> [ASSIGNMENT] Give again every line from the one with "of the overcast" through the last line of the data, exactly, and leave out the lines before it.

################

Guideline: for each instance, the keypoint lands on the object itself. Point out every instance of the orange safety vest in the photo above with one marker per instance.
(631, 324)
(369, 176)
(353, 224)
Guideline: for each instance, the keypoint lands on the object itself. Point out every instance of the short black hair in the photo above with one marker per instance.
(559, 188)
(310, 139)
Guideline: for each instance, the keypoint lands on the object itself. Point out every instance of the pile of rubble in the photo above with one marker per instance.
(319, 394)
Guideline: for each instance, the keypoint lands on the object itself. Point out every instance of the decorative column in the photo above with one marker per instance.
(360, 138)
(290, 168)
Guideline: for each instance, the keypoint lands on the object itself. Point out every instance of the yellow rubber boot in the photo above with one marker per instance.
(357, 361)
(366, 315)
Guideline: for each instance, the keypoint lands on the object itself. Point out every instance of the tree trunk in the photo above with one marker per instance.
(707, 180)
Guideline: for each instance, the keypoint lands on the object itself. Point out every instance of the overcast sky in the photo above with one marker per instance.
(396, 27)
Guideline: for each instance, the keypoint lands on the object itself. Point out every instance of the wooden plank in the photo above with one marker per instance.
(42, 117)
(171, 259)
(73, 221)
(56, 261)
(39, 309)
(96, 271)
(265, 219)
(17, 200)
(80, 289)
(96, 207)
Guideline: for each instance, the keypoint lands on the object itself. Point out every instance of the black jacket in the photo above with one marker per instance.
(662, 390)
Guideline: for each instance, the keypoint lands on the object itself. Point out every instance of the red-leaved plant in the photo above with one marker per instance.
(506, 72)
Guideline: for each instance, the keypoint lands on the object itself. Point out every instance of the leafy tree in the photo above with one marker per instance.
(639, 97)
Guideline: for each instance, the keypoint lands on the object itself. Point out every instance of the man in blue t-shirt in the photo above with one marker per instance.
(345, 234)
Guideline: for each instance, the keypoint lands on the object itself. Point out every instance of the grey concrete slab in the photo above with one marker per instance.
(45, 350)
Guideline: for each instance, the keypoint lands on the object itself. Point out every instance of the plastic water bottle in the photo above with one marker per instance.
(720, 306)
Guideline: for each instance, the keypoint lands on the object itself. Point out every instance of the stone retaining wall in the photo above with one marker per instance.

################

> [TASK SOLUTION]
Guideline: for each instance, the keypoint lands on the object itself. Point out every instance of the overcast sky in the photo above with one marker per instance.
(396, 27)
Guideline: for each instance, the keypoint lands on the object itself. Point out every instance of the wooden plank in the photo above with one marker per instance.
(42, 117)
(171, 259)
(73, 221)
(56, 261)
(39, 309)
(96, 271)
(265, 219)
(17, 200)
(80, 289)
(96, 207)
Guideline: for each instance, the keypoint lands on the object itself. Point out every instance of the black jacket in the photo above with one marker per instance.
(662, 390)
Guideline: for each instance, the keypoint lands on the object itself. Point out every instance of the red-leaved plant in the photo above with one marker per instance.
(506, 72)
Guideline: for each instance, the keypoint lands on the object itself. Point out every instance of the leafy tree in the photo above with one marker per instance.
(639, 97)
Guideline: for each instance, the keypoint lands on the object itself. Point out every instance of the man in blue t-shirt in the photo above with one marker per instance.
(345, 234)
Guideline: for each instance, the keypoint lands on the object itself. Point out every instance of the grey concrete slab in the photo above with one marker per instance.
(45, 350)
Guideline: for each instance, the keypoint lands on the object itself. Point out every instance of the plastic water bottle in the photo above with one marker per instance.
(720, 306)
Guideline: for each instance, the keypoint lands on the object itself. Point out every instance of the stone retaining wall in the photo above with one marker per instance.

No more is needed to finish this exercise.